Work instructions — Would you output the whole listing below, exactly as it reads?
+ + +
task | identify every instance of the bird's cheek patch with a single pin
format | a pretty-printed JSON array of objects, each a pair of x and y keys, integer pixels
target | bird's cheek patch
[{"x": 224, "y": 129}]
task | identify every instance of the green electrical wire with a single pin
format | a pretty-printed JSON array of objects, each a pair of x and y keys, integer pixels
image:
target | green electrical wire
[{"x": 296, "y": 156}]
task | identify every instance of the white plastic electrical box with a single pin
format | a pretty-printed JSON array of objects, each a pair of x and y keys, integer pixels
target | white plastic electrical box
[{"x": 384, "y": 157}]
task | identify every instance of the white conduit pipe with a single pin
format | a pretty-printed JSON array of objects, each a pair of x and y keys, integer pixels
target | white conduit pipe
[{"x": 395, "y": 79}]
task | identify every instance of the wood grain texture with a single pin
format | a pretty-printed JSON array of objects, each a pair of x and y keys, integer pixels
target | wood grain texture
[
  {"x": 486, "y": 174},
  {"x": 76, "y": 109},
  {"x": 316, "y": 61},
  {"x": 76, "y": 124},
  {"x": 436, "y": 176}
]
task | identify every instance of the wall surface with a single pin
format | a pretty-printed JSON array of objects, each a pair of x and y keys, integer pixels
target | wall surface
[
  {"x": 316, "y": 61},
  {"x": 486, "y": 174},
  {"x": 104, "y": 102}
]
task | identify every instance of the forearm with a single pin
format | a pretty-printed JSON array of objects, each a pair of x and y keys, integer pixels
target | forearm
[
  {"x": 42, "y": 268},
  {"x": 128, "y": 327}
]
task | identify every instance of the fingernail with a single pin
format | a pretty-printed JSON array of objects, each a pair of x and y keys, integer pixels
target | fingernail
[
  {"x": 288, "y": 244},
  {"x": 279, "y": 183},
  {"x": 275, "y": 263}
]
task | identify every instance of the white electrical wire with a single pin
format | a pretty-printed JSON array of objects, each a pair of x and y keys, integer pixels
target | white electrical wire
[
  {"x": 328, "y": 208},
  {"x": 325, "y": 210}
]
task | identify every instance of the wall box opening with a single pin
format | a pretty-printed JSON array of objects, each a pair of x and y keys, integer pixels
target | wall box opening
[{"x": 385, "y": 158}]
+ + +
Task response —
task | identify every instance of the bird's cheek patch with a single pin
format | a pretty-printed JSON array of objects, each a pair of x and y keys, integer pixels
target | bird's cheek patch
[{"x": 224, "y": 129}]
task | identify every instance of the green electrical wire with a single pin
format | a pretty-printed JSON array of objects, each a pair of x and y keys, integer pixels
image:
target | green electrical wire
[{"x": 296, "y": 156}]
task | identify every instance of the white plastic electrical box with a single pin
format | a pretty-printed JSON array of objects, each a pair of x and y keys, integer pixels
target | white plastic electrical box
[{"x": 384, "y": 157}]
task | identify every instance of the white conduit pipe with a single pin
format | a pretty-printed JSON array of objects, each a pair of x and y keys, integer pixels
target | white conduit pipe
[{"x": 395, "y": 79}]
task | identify every instance of the wood grain texture with a single pin
format | a pretty-printed JSON array of objects, each a pair of x and y keys, integer pixels
target | wood grain texture
[
  {"x": 486, "y": 174},
  {"x": 76, "y": 109},
  {"x": 316, "y": 61},
  {"x": 76, "y": 124},
  {"x": 436, "y": 176}
]
task | identify every instance of the wall surface with a single pin
format | a pretty-printed JSON array of objects, each a pair of x and y keys, integer pixels
target | wall surface
[
  {"x": 316, "y": 61},
  {"x": 486, "y": 174},
  {"x": 104, "y": 102}
]
task | identify every instance of the forearm with a single pin
format | a pretty-printed JSON array of objects, each a pair of x and y keys, integer pixels
target | forearm
[
  {"x": 42, "y": 268},
  {"x": 128, "y": 327}
]
task | identify every instance of the fingernail with a single pin
format | a pretty-printed JSON array of objects, each a pair of x and y keys, integer pixels
target | fingernail
[
  {"x": 288, "y": 244},
  {"x": 279, "y": 183},
  {"x": 275, "y": 263}
]
task | identify every instance of the white electrical wire with a single pin
format | a pretty-printed JSON array of objects, each a pair of x and y keys, integer pixels
target | white electrical wire
[
  {"x": 328, "y": 208},
  {"x": 325, "y": 210}
]
task | identify every instance of the wall box opening with a single pin
format | a pretty-printed JSON array of objects, each a pair of x and y keys, integer pixels
target | wall box opening
[{"x": 385, "y": 158}]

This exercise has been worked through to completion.